#### [Exercises to complete]
A) Name each year mentioned in the article about Scott Beierle's Florida teaching certificate.
B) Repeat the part of the article about Scott Beierle's Florida teaching certificate that opens with the words containing "The state Department" and closes with "Leon County schools.", copying it word for word.

#### [Reading text]
........
Left, Scott Beierle, now deceased. Credit Leon County Sheriffs Office 2012 booking report. Right, Florida Education Commissioner Pam Stewart. Credit Florida Department of Education website.
Lack of communication, confusion, and potential holes in state law reveal how a troubled substitute got – and kept — a full-fledged, professional teaching certificate to work in Florida’s classrooms, despite being fired twice for misconduct, the Florida Phoenix has found.
The state Department of Education issued the certificate for now-deceased educator Scott Beierle – the shooter involved in the recent Tallahassee yoga studio tragedy — even after he was fired in March 2016 for misconduct in Leon County schools.
District records show that as a substitute teacher, he was “viewing pornography on school computers.”
The state then allowed Beierle to keep his five-year teaching certificate after he was fired again, this time for unprofessional conduct in Volusia County schools.
He was still working as a substitute in May 2018, when he was accused of touching a female middle school student at the top of her stomach, frightening her, district records show.
........
#### [Dataset rows]
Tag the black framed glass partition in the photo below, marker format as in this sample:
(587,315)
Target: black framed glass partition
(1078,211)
........
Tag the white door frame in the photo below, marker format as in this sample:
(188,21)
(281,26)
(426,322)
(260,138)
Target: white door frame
........
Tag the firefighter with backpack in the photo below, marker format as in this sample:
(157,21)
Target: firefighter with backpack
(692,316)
........
#### [Responses to the tasks]
A) 2012, 2016, 2018

B)
The state Department of Education issued the certificate for now-deceased educator Scott Beierle – the shooter involved in the recent Tallahassee yoga studio tragedy — even after he was fired in March 2016 for misconduct in Leon County schools.